Exercise goal.
Reproduce the data below word for word, with nothing changed.

╭─ Exercise inputs

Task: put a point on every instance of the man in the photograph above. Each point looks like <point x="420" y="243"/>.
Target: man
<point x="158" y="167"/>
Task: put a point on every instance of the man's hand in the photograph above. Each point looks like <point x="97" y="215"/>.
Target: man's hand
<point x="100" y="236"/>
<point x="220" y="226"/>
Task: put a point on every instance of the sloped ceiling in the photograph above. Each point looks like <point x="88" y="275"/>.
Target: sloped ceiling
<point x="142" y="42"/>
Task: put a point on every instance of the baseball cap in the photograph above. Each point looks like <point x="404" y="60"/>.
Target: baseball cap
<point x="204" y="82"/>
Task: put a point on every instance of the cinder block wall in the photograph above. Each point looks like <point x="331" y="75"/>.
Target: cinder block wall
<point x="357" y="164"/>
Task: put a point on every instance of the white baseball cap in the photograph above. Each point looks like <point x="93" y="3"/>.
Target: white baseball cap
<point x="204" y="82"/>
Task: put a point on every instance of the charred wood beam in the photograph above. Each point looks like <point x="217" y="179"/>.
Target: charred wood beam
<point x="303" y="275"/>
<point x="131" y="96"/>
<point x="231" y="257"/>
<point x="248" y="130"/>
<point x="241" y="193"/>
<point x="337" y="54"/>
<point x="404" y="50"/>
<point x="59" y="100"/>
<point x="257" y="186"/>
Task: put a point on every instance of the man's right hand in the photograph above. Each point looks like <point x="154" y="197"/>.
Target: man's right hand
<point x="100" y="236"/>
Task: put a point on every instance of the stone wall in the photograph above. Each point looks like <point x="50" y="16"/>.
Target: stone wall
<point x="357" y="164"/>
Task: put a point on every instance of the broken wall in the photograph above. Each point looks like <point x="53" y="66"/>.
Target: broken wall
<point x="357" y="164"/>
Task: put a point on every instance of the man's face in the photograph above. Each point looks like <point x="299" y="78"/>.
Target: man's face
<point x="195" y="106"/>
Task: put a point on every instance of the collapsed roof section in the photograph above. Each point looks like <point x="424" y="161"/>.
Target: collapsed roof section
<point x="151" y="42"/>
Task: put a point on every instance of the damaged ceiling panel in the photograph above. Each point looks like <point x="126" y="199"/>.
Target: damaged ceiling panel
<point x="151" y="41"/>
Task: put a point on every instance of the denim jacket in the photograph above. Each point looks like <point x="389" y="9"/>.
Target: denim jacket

╰─

Answer to the exercise.
Task: put a point on every instance of the man in the photograph above. Each point looks like <point x="420" y="243"/>.
Target: man
<point x="158" y="167"/>
Task: put a point on every instance of the man's hand in the photograph above. Each point looks like <point x="97" y="215"/>.
Target: man's hand
<point x="100" y="236"/>
<point x="220" y="226"/>
Task: put a point on every instance of the sloped ceiling in the photograph above. Each point looks like <point x="88" y="275"/>.
Target: sloped ceiling
<point x="142" y="42"/>
Task: put a point on every instance of the baseball cap in the photograph above. Each point looks like <point x="404" y="60"/>.
Target: baseball cap
<point x="204" y="82"/>
Task: put a point on every instance of the cinder block wall in the photograph above. Each point looks like <point x="331" y="75"/>.
Target: cinder block wall
<point x="357" y="164"/>
Task: put a point on every instance of the white baseball cap in the photograph above. Each point looks like <point x="93" y="3"/>.
Target: white baseball cap
<point x="204" y="82"/>
Task: put a point on every instance of the charred wood beam in the photograph above. Each point looks like <point x="217" y="179"/>.
Target: charred wood beam
<point x="303" y="275"/>
<point x="131" y="96"/>
<point x="231" y="257"/>
<point x="248" y="130"/>
<point x="241" y="193"/>
<point x="337" y="54"/>
<point x="404" y="50"/>
<point x="59" y="100"/>
<point x="257" y="186"/>
Task: put a point on every instance of the man's right hand in the photograph above. Each point looks like <point x="154" y="197"/>.
Target: man's right hand
<point x="100" y="236"/>
Task: put a point on every instance of the stone wall in the photograph above. Each point looks like <point x="50" y="16"/>.
Target: stone wall
<point x="357" y="164"/>
Task: put a point on every instance of the broken wall in the photograph above. Each point looks like <point x="53" y="66"/>.
Target: broken wall
<point x="357" y="164"/>
Task: put a point on every instance of the man's face in the photograph above. Each point looks like <point x="299" y="78"/>.
Target: man's face
<point x="195" y="106"/>
Task: put a point on every instance of the collapsed roof section in the photograph above. Each point looks like <point x="424" y="161"/>.
Target: collapsed roof section
<point x="151" y="42"/>
Task: put a point on every instance of the damaged ceiling panel in the photograph above. Each point looks like <point x="126" y="199"/>.
Target: damaged ceiling panel
<point x="151" y="41"/>
Task: put a point on every instance of the denim jacket in the photograph above. Each point looks like <point x="389" y="9"/>.
Target: denim jacket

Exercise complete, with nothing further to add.